Source passage:
:::

Gary Banks (ex Productivity Commission chair, now dean of the Australia and New Zealand School of Government) knows a bit about governing and why it is hard now for the Humphreys and Humphrettes.  He explained what is occurring in his Grattan Oration “Restoring trust in public policy: what role for the public service” for the Institute of Public Administration Australia. Among many reasons there is The Office (no not the one on the box) and the proliferation of party animals surrounding ministers in it. And another is, “the new media’s hunger for ‘content’ and its preference for simple stories. This has enabled “pressure groups to get even the most self-serving messages out to the public at large without much fear of critical scrutiny on the way through.” Gosh I cannot imagine anybody covering higher education that could apply to.

No news is normal

While the medicos were counting their money yesterday applicants for cooperative research centre funding were hearing that an announcement of who gets what in Round 16 is due on “Thursday”, but nobody is saying which one.

Here to help

Geelong copped another hiding yesterday, with the news that Alcoa will close its Port Henry smelter and rolling mill, sacking 800 staff. It follows Ford, Qantas and Target in shutting up in the regional Victorian city. Its scary stuff for the Geelong community and you would think they would be allowed to grieve for a bit. So what did the National Tertiary Education Union do? Within a couple of hours of the announcement it issued a media statement calling for the Victorian Government to increase TAFE funding. “The role TAFEs play in assisting displaced workers and their families adjust cannot be overstated. Yet the Victorian Government has ripped millions away from local TAFEs, abandoning support for people seeking to re-train in different industries.” Undoubtedly the union has the interests of the people of Geelong at heart – but cynics might suggest that this was about NTEU members not unemployed, or soon to be, industrial workers.
Deakin University Vice Chancellor Jane den Hollander quickly followed, respectfully acknowledging Geelong’s loss, urging the city to reinvent itself – and, what a surprise, assuring the community her university is ready to help. She detailed various university projects, in medicine, engineering careers for young people and carbon fibre technology that will set the city up for the future; “the best way for us to help those hurt by job loss today is to work together to provide the jobs and industries for our future.” All true, but I suspect it was not much comfort to men and women in their 60s who have worked at Alcoa for 20 years and no sod-all about carbon fibre.

Not clowning around

The United States faces a shortage of clowns, according to the New York Daily News (I blame President Obama’s healthcare policy), which made me worry that we might face the same. So I called the National Institute of Circus Arts to ask and if they ever call me back I will report what they said. Hopefully everything has settled down since last July when Swinburne University incorporated NICA, which its then board wanted to become independent. Perhaps Swinburne management hoped to learn some skills from staff. With a contested enterprise bargain ballot looming the university community could use a laugh.

Win some, lose one

On Monday night the University of South Australia launched its new Sydney based Institute for Choice, staffed by academics poached from UTS. But UniSA also had a loss, with notable accounting scholar Roger Burritt leaving for Macquarie University. According to Macquarie accounting head Philomena Leung, Mr Burritt will become a research professor of accounting and sustainability on a .5 fractional appointment. “Professor Burritt is known to many of us and has impressive CV that includes several ARC projects and a long list of publications in high ranking journals (he) will help us to further build our leadership in the areas of sustainability and reporting,” Professor Leung told colleagues. Warm words of welcome which are warranted, not least because Professor Burritt is moving across the country for a half-time job.

:::

Tasks to carry out:
• a. Please write out the column between "No news is normal" and "saying which one.", inclusive.
• b. Give all the section headings that appear in the column.

Extracted material:
:::

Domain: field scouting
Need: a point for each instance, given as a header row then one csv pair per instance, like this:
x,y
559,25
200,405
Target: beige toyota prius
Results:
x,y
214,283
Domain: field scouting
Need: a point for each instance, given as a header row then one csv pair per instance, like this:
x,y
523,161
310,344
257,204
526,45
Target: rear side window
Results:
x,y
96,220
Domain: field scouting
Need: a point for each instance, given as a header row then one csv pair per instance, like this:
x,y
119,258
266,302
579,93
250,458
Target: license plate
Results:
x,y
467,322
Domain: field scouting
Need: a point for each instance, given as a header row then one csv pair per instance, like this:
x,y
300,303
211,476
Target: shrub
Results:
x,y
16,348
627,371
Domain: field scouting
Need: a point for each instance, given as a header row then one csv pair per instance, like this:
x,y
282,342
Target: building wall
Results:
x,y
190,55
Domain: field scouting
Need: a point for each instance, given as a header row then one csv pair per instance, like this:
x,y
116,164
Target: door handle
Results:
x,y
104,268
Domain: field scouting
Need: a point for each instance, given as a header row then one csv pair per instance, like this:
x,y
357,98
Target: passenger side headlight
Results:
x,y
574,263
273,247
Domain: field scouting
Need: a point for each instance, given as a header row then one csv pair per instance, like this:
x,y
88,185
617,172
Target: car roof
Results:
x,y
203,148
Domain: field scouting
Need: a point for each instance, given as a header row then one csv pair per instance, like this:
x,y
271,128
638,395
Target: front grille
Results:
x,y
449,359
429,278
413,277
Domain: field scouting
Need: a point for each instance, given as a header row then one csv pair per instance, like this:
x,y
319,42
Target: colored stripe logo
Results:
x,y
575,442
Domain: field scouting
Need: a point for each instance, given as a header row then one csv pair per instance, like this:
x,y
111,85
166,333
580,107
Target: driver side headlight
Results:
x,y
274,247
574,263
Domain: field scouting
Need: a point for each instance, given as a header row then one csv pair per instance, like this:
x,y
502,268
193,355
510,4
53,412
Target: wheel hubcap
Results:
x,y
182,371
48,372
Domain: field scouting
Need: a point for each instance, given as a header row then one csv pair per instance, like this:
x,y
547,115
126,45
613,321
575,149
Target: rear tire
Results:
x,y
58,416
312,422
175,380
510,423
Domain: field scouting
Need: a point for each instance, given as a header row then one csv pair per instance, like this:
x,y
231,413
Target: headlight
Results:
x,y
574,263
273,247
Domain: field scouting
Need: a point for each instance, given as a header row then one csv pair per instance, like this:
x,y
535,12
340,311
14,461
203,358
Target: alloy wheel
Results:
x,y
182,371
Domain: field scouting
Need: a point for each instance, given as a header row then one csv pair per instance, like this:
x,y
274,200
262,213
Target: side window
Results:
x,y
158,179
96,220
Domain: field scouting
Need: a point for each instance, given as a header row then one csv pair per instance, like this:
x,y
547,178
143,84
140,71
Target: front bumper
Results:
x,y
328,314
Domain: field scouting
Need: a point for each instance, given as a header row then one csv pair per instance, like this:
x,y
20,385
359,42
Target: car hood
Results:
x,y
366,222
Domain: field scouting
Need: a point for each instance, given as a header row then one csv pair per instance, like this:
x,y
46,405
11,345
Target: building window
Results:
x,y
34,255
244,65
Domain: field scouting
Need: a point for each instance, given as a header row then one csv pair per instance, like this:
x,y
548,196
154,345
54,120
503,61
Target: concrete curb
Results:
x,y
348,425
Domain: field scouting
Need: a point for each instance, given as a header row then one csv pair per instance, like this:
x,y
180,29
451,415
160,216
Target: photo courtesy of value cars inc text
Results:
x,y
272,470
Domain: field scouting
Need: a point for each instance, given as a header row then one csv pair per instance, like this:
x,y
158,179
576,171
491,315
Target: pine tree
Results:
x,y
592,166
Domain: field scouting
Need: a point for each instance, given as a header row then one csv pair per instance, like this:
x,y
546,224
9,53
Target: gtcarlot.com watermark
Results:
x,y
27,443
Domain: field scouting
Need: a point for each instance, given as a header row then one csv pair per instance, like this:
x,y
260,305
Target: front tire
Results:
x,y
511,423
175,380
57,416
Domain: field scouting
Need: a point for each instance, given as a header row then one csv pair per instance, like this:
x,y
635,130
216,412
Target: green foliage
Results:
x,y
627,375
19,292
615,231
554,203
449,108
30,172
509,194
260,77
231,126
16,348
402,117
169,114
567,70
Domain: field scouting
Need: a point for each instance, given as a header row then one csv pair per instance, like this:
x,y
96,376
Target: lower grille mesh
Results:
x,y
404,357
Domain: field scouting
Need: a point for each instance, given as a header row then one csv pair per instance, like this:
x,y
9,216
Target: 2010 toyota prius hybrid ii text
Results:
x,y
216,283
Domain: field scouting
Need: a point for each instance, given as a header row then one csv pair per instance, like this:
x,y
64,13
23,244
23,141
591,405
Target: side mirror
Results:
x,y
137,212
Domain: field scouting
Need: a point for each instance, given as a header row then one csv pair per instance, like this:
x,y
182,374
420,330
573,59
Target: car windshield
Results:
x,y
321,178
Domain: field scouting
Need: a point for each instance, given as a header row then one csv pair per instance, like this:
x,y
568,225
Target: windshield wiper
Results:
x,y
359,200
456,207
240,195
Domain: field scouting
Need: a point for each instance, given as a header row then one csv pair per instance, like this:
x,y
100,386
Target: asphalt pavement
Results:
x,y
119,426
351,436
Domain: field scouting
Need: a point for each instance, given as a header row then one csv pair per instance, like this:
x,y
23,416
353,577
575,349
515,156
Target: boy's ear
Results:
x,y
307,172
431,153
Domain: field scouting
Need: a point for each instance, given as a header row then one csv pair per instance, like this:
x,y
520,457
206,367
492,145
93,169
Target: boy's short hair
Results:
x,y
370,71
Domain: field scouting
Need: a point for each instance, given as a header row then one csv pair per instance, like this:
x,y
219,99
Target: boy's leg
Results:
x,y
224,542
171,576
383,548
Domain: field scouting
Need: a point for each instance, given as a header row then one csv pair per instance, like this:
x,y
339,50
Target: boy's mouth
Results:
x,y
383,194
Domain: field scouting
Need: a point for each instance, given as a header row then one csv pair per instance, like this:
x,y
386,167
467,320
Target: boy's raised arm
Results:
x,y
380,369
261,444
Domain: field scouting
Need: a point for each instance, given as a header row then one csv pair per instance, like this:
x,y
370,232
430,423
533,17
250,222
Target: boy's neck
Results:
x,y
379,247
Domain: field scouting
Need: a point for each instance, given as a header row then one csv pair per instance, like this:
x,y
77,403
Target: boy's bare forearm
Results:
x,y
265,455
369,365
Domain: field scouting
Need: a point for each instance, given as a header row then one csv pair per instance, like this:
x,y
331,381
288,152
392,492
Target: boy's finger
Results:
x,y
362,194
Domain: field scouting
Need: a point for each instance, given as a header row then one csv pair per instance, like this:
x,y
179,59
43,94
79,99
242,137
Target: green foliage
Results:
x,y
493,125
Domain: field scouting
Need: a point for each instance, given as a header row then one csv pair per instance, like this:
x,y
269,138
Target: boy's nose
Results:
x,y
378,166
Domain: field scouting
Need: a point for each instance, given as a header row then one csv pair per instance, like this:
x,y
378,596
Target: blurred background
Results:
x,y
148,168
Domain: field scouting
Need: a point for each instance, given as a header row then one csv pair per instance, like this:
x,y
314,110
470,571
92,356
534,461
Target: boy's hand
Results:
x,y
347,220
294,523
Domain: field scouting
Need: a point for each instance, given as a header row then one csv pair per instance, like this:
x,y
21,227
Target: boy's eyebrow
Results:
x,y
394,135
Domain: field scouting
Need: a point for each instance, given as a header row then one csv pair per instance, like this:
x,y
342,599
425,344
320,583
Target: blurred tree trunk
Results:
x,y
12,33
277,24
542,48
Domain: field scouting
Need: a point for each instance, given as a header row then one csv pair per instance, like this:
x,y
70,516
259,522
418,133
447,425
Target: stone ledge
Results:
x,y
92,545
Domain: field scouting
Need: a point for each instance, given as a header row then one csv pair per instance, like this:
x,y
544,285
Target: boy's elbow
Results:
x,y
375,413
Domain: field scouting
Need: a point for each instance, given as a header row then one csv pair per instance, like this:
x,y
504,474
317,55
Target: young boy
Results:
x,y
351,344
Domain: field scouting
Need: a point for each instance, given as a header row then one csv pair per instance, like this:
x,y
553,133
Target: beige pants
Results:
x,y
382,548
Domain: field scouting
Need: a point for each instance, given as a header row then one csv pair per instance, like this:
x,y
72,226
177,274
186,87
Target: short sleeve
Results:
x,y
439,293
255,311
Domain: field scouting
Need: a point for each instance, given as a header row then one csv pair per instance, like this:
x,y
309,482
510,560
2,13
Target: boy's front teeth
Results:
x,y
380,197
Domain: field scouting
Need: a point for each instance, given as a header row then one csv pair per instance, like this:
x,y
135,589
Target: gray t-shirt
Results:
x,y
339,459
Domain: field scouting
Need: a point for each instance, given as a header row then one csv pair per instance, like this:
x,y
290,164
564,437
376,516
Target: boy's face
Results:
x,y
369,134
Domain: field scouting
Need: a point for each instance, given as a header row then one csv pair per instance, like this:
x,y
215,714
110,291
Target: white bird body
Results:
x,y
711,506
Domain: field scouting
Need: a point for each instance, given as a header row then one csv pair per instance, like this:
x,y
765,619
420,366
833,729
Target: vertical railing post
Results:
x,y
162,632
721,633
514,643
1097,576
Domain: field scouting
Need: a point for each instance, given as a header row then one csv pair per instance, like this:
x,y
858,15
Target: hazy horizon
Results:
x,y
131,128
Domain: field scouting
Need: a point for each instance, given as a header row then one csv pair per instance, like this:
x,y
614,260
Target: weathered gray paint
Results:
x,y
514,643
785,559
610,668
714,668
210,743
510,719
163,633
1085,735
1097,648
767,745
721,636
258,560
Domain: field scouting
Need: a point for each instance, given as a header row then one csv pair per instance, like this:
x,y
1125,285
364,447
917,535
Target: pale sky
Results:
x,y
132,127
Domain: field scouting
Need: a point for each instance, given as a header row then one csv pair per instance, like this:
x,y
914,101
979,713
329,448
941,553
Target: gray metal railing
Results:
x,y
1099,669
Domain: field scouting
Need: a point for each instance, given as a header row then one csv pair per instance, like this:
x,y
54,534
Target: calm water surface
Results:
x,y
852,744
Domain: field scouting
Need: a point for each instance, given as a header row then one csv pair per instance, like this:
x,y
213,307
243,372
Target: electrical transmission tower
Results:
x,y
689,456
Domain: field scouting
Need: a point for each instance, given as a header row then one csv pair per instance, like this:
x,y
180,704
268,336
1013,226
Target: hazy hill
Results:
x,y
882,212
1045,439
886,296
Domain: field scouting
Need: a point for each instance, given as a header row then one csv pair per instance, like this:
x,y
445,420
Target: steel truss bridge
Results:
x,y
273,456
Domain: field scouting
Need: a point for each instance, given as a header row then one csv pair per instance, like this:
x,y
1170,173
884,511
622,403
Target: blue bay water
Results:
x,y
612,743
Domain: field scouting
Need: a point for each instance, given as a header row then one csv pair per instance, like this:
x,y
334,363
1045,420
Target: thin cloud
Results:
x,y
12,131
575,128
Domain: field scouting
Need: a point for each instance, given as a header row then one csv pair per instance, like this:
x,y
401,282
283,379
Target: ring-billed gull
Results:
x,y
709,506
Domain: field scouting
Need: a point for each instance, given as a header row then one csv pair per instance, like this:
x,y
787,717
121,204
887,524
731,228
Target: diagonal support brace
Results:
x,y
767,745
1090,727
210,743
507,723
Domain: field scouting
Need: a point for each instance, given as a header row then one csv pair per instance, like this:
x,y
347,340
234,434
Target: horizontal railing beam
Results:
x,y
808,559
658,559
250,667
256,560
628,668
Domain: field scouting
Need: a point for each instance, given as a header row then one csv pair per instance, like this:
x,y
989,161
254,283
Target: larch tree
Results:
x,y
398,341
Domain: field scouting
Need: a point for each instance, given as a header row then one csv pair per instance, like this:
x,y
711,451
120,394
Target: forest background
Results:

:::

Exercise results:
• a.
No news is normal

While the medicos were counting their money yesterday applicants for cooperative research centre funding were hearing that an announcement of who gets what in Round 16 is due on “Thursday”, but nobody is saying which one.

• b.
No news is normal
Here to help
Not clowning around
Win some, lose one